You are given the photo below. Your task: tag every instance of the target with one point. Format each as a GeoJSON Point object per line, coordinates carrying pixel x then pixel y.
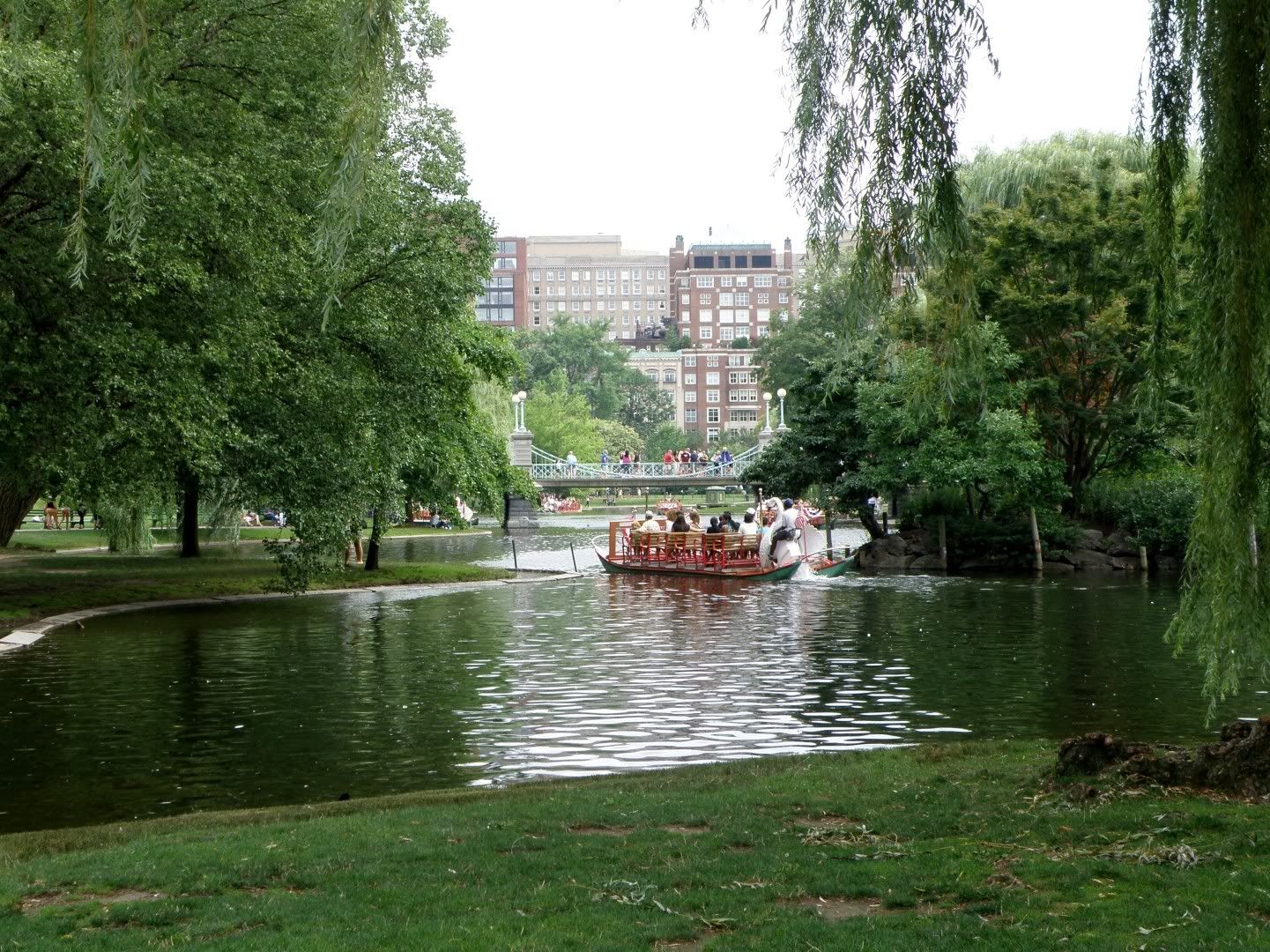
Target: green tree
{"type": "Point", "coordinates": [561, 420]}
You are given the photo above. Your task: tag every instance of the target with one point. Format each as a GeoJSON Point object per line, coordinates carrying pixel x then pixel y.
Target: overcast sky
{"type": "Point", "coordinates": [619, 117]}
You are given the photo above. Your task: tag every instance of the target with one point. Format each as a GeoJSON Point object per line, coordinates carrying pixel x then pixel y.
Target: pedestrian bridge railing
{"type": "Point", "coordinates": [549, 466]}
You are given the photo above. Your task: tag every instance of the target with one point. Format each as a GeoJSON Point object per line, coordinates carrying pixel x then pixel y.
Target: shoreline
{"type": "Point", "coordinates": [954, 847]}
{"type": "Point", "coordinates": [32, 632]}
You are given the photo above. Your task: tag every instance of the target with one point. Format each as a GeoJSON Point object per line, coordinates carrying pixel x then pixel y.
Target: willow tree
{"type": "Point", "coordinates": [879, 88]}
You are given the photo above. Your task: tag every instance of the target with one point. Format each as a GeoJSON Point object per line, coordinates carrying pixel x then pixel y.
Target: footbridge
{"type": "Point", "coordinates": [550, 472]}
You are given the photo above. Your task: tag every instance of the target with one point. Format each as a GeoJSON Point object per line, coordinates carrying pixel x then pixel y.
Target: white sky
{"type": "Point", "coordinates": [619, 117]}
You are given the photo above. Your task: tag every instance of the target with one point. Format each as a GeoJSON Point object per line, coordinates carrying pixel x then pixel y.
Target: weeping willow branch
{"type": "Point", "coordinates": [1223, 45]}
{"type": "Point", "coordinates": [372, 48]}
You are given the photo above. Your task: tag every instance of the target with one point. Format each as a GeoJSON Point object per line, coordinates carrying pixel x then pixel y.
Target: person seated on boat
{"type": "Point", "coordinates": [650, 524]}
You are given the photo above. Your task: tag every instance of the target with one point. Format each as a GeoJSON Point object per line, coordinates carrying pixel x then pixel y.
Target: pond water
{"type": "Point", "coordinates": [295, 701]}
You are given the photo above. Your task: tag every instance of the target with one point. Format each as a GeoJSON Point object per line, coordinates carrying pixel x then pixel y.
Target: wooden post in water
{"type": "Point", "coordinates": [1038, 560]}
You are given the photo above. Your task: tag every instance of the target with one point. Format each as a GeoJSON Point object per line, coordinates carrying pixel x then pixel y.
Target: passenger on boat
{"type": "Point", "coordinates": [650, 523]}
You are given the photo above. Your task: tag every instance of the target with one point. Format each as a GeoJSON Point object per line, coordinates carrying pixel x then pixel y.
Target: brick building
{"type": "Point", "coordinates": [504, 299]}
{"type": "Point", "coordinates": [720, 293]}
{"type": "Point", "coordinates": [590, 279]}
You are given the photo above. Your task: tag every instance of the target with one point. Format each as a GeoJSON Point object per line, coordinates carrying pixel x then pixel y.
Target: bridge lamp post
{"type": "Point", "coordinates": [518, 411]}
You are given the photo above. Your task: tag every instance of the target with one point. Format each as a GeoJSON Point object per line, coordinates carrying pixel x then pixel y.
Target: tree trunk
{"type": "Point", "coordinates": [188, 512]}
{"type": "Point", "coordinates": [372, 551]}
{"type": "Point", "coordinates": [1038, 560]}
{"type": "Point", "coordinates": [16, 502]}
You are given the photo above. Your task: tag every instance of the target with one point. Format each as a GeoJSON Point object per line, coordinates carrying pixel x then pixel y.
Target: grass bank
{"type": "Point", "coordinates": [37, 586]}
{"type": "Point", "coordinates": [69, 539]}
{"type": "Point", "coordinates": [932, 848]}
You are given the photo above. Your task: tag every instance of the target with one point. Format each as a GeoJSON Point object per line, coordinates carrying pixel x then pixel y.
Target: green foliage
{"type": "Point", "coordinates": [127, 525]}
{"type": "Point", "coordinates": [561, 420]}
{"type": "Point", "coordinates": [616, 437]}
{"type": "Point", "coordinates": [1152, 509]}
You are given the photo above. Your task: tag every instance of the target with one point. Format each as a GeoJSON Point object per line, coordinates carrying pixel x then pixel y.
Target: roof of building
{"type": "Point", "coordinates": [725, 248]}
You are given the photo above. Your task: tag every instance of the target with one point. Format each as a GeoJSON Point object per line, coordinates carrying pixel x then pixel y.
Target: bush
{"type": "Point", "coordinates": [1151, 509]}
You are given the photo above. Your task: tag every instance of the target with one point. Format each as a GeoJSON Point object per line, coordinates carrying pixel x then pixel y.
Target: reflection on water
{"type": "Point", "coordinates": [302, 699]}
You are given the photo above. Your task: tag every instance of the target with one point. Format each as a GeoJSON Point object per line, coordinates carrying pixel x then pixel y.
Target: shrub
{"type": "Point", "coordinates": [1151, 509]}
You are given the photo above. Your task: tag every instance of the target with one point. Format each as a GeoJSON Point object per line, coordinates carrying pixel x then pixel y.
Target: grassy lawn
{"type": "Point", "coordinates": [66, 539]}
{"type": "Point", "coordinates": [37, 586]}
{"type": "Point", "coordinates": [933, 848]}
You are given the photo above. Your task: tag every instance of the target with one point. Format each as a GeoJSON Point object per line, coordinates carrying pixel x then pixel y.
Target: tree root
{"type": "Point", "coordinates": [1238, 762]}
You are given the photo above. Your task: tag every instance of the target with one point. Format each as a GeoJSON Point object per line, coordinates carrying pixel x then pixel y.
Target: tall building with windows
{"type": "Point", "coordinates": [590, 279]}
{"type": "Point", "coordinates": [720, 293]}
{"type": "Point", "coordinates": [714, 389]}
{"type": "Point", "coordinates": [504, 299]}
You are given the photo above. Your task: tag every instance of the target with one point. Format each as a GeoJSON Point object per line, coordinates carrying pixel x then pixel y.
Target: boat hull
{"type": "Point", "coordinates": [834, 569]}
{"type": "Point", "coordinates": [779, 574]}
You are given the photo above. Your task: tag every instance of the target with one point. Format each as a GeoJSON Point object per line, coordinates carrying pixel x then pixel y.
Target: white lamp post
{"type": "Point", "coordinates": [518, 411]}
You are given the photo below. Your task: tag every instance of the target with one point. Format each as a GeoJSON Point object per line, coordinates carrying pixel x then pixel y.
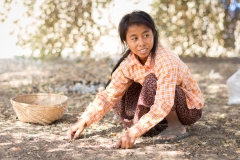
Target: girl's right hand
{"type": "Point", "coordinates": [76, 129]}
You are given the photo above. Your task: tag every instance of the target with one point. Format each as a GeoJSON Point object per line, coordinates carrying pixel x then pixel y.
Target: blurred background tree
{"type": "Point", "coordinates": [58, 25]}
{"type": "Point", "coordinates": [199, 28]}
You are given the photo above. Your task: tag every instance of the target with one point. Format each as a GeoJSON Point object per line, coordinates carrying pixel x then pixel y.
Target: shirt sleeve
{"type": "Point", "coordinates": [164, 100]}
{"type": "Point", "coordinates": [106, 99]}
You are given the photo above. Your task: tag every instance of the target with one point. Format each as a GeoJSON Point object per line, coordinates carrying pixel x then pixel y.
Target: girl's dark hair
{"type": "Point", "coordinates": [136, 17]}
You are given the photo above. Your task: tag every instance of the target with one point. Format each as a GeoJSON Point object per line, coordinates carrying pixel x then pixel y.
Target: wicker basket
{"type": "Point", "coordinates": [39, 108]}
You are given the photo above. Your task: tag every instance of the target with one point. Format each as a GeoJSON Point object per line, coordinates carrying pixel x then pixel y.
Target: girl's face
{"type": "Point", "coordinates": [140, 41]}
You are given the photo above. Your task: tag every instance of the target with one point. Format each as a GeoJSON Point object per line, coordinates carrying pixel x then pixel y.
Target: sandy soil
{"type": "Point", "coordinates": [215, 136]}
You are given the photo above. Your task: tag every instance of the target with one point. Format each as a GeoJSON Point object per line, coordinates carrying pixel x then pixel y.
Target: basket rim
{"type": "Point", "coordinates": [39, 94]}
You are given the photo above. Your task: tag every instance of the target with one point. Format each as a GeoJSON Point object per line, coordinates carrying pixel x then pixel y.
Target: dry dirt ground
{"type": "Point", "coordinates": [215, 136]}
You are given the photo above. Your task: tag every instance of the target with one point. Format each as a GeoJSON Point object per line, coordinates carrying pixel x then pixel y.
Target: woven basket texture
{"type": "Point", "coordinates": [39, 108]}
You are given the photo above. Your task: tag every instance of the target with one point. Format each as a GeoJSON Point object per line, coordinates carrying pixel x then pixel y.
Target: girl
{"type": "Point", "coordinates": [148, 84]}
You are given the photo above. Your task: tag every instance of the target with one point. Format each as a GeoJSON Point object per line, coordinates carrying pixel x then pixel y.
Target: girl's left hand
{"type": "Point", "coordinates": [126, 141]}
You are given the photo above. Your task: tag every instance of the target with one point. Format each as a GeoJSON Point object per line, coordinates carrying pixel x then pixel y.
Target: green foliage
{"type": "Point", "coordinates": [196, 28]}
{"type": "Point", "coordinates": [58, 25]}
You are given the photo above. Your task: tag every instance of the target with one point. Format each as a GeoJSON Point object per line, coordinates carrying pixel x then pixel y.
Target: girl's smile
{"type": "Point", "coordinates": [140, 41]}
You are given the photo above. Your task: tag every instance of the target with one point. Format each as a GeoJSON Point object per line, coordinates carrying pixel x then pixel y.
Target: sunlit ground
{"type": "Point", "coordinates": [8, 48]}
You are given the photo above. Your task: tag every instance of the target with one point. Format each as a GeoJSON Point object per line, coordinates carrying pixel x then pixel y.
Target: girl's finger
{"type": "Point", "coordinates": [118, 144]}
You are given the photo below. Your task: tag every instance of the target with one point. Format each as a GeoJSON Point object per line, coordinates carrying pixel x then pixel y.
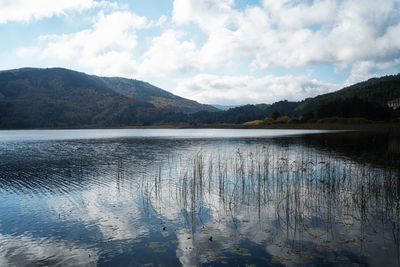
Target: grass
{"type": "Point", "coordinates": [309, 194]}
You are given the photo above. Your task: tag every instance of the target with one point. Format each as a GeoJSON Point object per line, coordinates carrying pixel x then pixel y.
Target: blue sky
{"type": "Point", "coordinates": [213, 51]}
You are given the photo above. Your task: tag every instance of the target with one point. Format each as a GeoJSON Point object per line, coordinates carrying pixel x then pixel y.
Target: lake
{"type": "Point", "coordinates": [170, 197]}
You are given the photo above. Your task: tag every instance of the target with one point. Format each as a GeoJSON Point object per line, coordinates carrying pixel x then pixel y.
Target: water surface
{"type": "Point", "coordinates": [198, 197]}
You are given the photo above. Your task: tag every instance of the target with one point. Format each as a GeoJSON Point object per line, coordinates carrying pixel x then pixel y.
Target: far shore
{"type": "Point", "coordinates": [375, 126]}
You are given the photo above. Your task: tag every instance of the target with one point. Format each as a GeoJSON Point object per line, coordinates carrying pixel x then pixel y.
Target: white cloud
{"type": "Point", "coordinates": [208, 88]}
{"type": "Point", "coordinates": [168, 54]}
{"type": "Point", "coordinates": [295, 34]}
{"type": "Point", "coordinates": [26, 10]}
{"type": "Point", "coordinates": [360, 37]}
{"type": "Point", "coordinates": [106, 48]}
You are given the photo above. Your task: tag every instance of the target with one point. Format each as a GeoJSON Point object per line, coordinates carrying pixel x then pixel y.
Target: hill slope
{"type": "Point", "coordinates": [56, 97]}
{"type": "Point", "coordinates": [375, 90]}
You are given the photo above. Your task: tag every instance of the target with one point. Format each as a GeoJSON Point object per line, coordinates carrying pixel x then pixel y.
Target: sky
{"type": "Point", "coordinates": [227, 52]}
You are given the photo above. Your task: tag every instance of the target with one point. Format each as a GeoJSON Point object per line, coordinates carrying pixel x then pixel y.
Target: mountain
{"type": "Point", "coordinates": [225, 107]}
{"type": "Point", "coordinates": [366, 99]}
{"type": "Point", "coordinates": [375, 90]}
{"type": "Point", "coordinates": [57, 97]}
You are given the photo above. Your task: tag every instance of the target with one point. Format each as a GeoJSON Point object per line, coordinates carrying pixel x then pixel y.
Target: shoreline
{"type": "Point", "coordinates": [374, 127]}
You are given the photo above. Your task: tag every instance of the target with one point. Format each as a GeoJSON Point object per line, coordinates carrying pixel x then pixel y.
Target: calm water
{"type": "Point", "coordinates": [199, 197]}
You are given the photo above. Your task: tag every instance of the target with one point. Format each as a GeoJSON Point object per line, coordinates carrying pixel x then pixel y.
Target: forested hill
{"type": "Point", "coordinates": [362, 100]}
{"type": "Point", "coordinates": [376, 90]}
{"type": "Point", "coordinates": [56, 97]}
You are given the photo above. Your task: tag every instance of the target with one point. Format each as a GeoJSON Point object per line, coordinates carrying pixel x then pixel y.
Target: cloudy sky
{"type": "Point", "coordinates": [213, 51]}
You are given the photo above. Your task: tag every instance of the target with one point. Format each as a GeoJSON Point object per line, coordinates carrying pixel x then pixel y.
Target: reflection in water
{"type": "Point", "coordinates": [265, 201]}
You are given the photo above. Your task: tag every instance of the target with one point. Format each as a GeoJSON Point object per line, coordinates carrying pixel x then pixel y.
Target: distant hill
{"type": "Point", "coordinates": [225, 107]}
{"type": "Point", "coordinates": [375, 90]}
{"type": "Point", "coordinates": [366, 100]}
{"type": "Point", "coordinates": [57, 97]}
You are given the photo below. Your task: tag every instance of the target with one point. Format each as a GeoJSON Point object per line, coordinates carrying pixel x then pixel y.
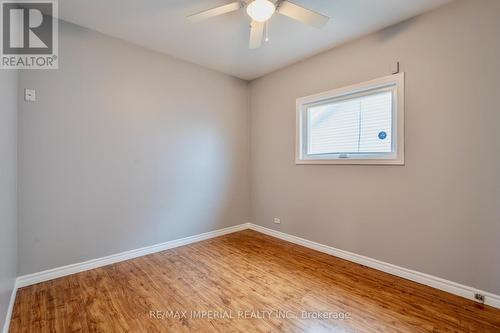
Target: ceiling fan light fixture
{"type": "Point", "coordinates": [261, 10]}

============

◆ Directions: Above are the records. Copy exactly, and only, the lines from the line containing "Target: forested hill" through the last one, omitting any pictures.

◆ Reply:
Target: forested hill
{"type": "Point", "coordinates": [362, 100]}
{"type": "Point", "coordinates": [376, 90]}
{"type": "Point", "coordinates": [56, 97]}
You are given the photo above. Your task: tag every instance of the target with one point. Format each as a GeoJSON Point object per line, coordinates carrying pixel x then pixel y.
Target: cloudy sky
{"type": "Point", "coordinates": [213, 51]}
You are given the photo above. Your task: tag every instance of the target with one point. Format each as a GeoJSON Point object per line, coordinates carrying pixel x then pixel y.
Target: reflection in water
{"type": "Point", "coordinates": [265, 201]}
You are given the photo above. Your task: tag every instance of the target with one point. Format each as a GeoJSON Point object per line, coordinates carrying pixel x then pixel y.
Target: distant hill
{"type": "Point", "coordinates": [225, 107]}
{"type": "Point", "coordinates": [375, 90]}
{"type": "Point", "coordinates": [366, 100]}
{"type": "Point", "coordinates": [57, 97]}
You are given the photo below. Your task: tag every instance of the target with one point. Format each as a GeoJSON Point object per line, coordinates carrying pixel x then pixel y.
Target: ceiling fan light fixture
{"type": "Point", "coordinates": [261, 10]}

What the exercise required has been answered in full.